- _Task objective_
The required output is the exact sequence of lines from the line holding "Task: Where can the blue cap" to the end of the records, inclusive.

## START

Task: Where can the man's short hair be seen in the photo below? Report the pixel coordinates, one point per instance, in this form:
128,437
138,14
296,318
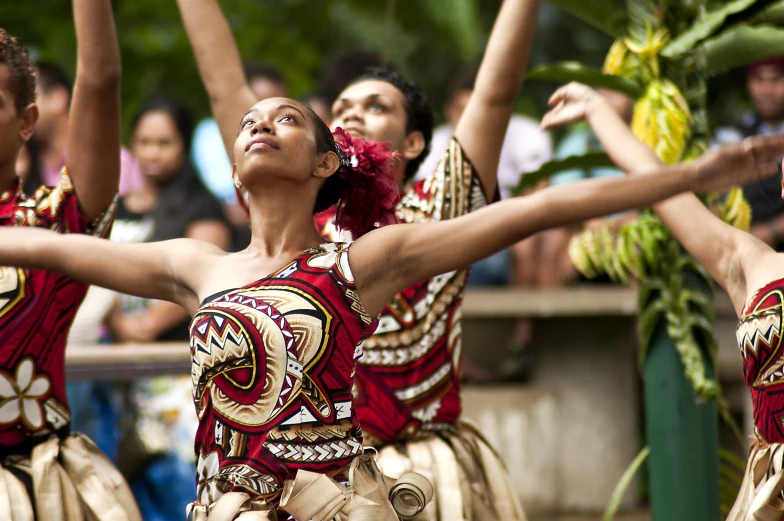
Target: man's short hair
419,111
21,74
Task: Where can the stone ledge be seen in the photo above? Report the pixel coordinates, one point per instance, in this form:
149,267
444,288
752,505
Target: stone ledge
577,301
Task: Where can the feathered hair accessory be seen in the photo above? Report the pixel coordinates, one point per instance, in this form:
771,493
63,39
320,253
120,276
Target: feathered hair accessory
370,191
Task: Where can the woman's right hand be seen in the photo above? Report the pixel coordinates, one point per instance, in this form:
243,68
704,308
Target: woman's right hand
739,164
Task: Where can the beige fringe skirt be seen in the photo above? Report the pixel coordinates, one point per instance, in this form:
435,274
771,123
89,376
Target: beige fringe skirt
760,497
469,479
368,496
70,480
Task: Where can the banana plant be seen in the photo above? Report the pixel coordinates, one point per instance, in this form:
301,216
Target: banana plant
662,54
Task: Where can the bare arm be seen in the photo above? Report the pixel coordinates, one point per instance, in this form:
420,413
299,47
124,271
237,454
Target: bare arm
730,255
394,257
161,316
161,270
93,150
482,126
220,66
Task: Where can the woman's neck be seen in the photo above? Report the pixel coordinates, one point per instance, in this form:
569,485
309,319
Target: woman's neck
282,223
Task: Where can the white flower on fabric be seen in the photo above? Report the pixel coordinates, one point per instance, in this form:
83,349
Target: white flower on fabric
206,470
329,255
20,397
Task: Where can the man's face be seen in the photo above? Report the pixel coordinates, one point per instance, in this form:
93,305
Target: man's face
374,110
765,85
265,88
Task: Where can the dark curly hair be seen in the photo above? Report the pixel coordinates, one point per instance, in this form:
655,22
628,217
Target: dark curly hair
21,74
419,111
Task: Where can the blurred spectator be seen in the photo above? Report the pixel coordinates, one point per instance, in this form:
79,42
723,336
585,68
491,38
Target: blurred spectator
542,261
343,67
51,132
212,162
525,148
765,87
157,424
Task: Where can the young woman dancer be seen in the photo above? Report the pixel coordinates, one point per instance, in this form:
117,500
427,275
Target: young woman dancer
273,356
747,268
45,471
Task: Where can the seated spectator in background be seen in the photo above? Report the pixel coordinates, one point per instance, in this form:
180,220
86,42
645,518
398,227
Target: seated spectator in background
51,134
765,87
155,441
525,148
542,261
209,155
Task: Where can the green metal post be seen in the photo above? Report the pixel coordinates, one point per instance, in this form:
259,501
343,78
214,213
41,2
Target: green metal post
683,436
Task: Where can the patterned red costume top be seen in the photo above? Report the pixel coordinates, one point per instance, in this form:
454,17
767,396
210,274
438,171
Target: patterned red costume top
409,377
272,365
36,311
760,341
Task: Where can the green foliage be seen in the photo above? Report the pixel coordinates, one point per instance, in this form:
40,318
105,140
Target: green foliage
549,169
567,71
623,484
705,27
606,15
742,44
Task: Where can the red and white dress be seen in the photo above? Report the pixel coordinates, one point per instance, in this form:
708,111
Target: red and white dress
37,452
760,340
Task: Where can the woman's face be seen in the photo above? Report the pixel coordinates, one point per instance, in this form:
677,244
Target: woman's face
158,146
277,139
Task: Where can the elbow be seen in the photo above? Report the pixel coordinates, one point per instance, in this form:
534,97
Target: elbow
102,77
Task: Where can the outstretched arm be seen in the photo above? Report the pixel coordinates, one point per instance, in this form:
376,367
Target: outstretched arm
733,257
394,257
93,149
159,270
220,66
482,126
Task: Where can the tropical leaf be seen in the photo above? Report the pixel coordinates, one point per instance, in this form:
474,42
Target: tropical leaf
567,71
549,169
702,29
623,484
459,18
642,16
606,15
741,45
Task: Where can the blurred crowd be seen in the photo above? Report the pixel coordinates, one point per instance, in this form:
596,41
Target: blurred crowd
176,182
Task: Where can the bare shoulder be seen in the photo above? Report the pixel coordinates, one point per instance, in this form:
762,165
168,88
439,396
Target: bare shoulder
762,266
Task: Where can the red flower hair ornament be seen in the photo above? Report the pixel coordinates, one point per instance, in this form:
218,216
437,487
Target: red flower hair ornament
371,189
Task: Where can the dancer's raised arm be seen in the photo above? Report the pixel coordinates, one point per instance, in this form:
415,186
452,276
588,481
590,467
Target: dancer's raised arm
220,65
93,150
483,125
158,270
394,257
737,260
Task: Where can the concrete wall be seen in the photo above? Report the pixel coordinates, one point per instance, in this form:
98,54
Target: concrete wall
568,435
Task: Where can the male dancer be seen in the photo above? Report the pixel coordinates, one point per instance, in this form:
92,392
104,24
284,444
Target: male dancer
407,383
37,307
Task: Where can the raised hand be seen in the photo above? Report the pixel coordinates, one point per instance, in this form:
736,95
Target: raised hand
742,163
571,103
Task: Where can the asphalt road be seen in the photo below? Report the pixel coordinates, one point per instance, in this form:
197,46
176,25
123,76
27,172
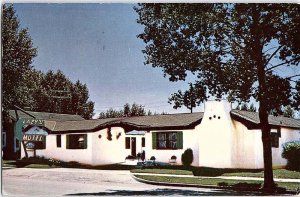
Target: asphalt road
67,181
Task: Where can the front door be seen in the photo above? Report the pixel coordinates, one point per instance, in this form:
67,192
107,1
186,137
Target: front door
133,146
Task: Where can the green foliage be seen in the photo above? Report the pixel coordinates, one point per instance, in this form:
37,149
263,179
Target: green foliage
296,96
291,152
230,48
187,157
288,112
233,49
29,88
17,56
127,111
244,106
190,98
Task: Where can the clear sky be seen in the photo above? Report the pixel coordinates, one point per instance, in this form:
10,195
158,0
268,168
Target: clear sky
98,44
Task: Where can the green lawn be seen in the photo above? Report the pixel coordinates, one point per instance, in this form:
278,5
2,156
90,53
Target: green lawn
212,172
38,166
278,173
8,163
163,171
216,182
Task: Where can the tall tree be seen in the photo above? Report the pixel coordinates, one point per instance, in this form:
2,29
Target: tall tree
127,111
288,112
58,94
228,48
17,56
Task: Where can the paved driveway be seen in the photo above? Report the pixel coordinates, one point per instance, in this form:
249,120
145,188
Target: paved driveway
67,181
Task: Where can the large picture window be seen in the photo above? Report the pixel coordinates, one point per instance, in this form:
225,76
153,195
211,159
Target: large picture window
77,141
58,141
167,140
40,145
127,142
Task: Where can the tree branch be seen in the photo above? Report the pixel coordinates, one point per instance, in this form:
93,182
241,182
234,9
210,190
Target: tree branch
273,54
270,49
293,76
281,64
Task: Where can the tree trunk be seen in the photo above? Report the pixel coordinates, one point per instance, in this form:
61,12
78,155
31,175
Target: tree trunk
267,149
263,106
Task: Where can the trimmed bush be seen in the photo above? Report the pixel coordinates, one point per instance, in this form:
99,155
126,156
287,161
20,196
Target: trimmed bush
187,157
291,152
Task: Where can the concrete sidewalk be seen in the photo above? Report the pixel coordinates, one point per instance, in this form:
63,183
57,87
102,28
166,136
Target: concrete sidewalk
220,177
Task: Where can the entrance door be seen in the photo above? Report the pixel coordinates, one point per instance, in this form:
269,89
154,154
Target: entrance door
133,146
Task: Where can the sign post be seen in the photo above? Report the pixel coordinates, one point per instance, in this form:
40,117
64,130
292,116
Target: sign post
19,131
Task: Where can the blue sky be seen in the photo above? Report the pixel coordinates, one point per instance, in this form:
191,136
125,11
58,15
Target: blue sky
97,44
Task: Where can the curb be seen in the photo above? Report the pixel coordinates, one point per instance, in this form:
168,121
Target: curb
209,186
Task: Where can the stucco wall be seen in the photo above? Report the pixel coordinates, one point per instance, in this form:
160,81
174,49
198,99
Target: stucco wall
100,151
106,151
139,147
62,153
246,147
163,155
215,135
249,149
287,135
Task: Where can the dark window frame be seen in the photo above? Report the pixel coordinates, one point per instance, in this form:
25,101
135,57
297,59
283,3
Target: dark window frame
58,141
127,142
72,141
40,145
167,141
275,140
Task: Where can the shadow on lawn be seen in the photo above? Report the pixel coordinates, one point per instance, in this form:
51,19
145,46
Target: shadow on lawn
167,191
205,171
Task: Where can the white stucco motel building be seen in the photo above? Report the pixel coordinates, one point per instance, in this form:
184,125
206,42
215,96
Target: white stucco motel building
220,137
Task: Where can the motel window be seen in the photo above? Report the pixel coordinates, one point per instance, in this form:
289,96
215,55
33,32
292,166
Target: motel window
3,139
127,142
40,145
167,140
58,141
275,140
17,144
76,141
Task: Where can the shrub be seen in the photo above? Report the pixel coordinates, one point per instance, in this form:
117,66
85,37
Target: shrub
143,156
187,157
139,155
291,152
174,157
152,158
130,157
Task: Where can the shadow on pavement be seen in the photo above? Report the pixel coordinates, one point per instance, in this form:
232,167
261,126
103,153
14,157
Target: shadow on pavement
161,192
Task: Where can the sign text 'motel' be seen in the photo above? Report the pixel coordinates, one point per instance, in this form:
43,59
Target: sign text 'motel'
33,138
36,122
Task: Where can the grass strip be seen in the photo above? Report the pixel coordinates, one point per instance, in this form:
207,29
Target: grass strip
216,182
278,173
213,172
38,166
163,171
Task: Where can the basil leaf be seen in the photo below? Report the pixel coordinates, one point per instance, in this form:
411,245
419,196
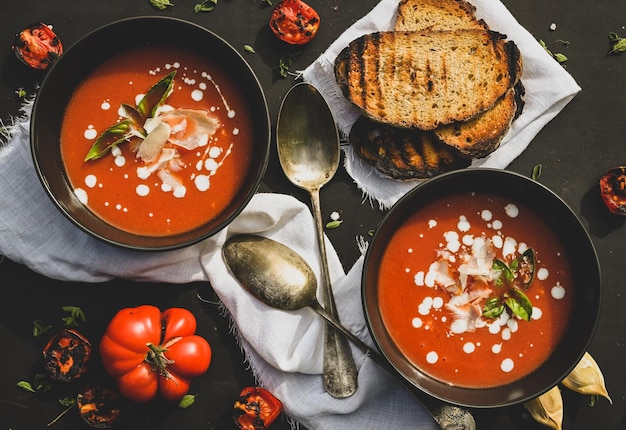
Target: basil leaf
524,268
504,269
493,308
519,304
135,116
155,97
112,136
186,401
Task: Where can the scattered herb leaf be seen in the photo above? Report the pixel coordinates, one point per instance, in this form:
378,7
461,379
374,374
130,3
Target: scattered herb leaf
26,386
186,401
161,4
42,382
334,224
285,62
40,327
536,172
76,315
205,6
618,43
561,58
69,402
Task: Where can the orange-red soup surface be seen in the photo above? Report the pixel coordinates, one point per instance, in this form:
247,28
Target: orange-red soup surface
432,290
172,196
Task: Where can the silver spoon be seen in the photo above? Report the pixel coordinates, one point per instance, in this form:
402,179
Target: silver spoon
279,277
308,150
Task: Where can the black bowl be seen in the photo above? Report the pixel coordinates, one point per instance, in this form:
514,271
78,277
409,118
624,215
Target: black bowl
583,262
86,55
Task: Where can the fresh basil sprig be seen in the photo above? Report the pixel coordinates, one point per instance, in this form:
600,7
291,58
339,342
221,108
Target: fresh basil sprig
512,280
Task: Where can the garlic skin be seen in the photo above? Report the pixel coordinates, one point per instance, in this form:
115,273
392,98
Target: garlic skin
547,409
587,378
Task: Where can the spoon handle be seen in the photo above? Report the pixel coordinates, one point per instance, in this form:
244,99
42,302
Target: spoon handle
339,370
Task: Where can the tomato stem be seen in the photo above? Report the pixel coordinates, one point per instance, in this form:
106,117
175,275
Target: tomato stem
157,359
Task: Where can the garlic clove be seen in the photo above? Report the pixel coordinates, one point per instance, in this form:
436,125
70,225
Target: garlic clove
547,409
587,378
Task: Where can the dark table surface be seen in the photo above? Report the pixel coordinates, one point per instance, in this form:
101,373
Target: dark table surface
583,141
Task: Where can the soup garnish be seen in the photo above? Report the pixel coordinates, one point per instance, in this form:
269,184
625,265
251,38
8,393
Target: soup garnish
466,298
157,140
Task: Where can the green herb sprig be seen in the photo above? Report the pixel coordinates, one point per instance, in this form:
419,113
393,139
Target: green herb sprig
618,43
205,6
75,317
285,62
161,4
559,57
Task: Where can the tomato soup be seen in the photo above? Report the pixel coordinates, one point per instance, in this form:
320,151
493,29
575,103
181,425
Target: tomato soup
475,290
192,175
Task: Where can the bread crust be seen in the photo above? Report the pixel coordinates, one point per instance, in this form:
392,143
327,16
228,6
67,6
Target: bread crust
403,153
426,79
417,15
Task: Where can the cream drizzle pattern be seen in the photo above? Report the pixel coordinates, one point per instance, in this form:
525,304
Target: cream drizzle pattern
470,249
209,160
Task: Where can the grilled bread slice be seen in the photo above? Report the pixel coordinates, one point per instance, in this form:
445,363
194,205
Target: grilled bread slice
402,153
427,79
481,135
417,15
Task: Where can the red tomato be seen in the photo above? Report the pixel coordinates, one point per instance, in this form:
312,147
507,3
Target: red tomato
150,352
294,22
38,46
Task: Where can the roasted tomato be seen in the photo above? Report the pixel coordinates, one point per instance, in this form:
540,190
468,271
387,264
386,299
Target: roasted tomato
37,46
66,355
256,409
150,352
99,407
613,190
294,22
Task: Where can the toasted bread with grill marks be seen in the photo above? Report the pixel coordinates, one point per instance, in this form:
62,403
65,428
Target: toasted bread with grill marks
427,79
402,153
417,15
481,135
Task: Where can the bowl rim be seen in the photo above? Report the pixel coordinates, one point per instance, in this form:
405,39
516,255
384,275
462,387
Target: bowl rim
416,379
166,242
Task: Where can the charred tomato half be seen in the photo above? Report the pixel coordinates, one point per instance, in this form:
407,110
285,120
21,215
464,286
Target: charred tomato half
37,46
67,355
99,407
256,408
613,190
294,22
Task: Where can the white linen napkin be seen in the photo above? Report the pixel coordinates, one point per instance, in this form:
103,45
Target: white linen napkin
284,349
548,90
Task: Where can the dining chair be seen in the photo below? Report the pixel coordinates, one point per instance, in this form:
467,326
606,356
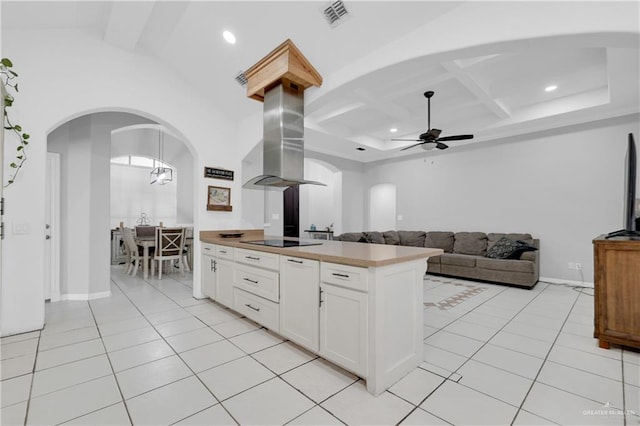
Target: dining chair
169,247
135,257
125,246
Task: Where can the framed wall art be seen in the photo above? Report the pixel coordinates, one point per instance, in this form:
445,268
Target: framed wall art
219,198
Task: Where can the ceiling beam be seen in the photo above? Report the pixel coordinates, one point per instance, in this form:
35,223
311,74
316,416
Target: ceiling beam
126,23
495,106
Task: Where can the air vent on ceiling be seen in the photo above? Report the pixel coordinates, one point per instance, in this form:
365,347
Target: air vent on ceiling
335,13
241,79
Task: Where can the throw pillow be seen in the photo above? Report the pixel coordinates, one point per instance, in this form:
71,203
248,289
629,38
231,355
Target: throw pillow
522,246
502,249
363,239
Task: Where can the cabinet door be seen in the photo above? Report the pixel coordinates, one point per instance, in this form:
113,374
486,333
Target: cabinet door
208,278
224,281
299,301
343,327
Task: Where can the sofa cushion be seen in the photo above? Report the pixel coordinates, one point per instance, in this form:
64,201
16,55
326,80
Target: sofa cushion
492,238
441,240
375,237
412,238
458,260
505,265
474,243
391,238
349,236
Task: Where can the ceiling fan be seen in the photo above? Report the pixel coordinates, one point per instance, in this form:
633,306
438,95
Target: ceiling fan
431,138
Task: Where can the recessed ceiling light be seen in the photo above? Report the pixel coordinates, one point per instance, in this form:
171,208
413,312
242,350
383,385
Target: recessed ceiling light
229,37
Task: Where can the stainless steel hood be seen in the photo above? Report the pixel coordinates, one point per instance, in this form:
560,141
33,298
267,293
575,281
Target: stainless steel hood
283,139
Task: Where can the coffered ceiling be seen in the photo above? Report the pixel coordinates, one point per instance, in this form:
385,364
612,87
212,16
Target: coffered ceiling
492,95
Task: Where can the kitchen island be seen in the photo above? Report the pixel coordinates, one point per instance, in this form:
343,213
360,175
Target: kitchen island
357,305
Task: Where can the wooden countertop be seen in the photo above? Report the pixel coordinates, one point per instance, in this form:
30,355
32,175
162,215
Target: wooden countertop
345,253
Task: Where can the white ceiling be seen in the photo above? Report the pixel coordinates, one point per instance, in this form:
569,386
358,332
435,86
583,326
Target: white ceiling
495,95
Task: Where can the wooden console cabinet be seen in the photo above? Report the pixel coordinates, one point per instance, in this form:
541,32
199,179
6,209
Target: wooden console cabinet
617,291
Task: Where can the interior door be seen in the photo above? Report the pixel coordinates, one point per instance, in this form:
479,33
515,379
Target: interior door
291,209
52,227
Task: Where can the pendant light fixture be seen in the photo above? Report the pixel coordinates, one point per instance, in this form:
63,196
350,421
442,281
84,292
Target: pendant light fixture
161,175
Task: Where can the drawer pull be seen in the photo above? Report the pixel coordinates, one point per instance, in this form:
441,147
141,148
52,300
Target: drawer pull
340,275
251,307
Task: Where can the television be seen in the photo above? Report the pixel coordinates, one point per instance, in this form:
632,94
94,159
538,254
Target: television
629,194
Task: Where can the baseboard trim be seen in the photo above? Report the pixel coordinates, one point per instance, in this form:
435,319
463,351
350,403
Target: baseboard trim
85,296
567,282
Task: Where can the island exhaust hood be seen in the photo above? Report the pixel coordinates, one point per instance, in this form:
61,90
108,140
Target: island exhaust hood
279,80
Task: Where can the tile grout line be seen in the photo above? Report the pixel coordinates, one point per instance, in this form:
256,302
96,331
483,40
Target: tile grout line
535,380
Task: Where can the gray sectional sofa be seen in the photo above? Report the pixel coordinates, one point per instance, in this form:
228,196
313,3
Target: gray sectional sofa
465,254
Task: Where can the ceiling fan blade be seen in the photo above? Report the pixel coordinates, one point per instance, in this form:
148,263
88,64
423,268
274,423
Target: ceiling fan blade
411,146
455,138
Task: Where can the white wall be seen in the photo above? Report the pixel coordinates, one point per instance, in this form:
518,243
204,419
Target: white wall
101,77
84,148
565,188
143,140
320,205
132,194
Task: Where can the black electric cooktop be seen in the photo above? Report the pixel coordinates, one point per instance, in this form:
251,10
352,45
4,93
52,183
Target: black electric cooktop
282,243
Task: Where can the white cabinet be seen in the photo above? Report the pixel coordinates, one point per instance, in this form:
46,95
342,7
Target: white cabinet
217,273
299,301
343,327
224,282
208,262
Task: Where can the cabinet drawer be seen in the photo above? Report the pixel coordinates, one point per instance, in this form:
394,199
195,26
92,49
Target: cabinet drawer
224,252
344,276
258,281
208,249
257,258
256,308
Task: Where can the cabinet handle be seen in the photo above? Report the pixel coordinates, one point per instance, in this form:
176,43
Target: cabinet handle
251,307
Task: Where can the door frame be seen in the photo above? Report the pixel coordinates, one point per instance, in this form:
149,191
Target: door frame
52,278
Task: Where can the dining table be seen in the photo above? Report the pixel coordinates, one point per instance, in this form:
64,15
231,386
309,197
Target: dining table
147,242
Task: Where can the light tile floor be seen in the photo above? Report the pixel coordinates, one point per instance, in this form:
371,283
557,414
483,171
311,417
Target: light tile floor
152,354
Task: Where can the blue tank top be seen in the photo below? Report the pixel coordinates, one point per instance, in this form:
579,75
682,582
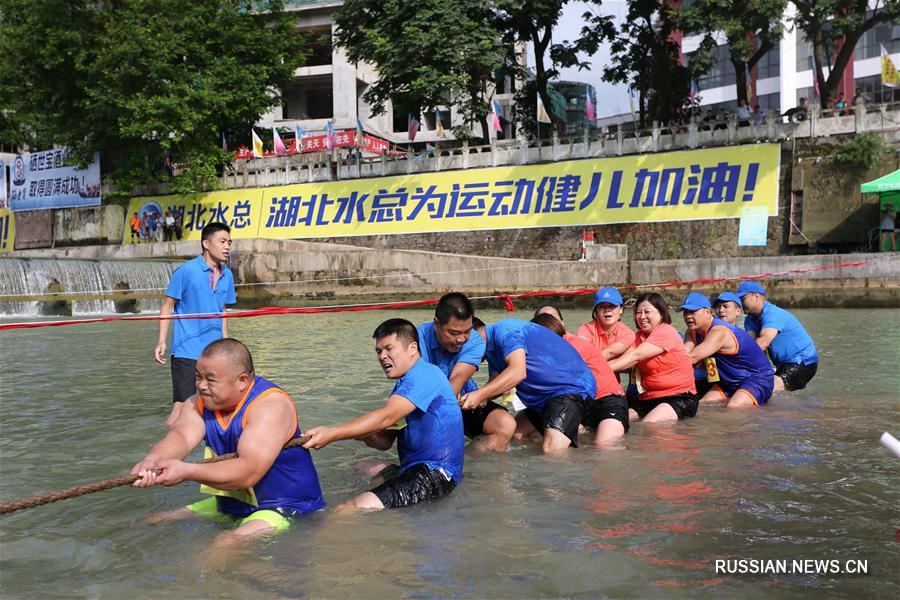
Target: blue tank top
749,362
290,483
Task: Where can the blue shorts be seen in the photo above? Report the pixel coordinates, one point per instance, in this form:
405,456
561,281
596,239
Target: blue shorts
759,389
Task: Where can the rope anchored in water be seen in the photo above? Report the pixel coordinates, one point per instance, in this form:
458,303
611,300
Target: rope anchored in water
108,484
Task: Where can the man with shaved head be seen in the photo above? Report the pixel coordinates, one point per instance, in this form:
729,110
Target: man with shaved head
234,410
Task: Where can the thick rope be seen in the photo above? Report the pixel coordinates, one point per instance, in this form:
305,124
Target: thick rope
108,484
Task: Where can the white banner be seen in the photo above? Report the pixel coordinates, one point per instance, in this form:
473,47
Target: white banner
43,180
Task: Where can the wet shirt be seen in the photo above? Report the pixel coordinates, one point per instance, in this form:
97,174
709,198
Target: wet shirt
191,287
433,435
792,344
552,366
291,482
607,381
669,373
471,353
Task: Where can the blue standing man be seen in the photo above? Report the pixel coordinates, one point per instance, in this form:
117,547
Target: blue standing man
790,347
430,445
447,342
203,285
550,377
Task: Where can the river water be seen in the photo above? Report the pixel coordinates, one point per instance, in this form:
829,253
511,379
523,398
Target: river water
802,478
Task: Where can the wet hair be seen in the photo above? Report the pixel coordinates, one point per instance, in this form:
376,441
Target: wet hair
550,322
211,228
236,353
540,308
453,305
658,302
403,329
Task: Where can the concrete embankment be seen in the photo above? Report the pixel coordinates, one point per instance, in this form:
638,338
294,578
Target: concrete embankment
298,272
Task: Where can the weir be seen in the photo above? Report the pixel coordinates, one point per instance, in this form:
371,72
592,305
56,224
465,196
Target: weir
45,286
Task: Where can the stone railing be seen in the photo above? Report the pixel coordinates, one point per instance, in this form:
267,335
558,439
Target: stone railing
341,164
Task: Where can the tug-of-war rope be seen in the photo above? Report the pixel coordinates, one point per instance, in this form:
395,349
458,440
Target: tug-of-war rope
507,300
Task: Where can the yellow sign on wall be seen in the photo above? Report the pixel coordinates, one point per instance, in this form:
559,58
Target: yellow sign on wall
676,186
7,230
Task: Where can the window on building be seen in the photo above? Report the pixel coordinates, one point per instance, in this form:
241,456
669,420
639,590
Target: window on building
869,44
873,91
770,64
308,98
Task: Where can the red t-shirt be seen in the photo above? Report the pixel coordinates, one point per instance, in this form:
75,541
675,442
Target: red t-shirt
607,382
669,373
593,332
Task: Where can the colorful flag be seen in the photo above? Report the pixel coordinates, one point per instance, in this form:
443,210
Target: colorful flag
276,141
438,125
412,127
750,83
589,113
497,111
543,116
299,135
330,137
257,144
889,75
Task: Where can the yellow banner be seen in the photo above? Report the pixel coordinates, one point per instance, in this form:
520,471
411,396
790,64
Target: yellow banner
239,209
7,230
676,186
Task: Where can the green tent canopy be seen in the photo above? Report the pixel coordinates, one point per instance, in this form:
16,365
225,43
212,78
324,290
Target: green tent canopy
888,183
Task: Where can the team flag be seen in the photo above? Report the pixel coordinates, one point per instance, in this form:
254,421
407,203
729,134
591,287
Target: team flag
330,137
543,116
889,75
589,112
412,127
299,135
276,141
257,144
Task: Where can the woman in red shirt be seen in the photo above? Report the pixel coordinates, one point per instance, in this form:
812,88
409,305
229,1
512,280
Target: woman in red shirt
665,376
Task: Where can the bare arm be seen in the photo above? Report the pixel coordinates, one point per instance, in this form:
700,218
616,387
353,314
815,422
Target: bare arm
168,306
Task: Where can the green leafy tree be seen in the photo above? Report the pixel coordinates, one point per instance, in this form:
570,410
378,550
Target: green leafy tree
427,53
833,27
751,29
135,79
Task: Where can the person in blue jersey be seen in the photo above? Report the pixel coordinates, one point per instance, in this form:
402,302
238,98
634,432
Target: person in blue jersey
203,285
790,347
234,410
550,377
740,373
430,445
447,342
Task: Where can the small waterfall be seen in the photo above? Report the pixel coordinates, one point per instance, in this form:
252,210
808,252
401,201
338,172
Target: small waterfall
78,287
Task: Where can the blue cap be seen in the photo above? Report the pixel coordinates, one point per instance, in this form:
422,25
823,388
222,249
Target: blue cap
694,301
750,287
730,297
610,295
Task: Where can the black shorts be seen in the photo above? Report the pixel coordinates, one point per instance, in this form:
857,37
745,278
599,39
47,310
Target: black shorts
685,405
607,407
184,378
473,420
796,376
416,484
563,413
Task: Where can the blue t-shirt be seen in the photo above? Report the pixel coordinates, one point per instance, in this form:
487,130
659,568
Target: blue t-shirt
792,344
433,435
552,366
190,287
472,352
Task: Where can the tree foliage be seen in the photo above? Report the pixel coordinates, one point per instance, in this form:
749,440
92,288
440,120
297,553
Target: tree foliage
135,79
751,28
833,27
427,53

## END

- _Exercise response_
Task: Where can the blue cap be seen in the photo above? Report the pixel coordinates, one point per instance, in this form:
422,25
823,388
222,249
Target: blue cap
694,301
750,287
730,297
610,295
Task: Where can the black shorts be seen in the photo above? Report the pixel coordinates, one point per instance, in this form:
857,37
745,278
599,39
47,310
Target: black shorts
685,405
607,407
184,378
473,420
796,376
416,484
563,413
Task: Where can the blue t-shirt be seen in the photo above? Report the pixel coordinates, one point per instance, in this form:
487,130
659,568
Target: blue t-shirt
792,344
433,435
552,366
190,287
472,352
Task: Where can the tree foliage be seen in the photo above? Report the pixel coordinates, one point per instance, in this form:
749,440
92,288
440,120
297,553
Target: tree foliage
135,79
751,28
833,27
427,53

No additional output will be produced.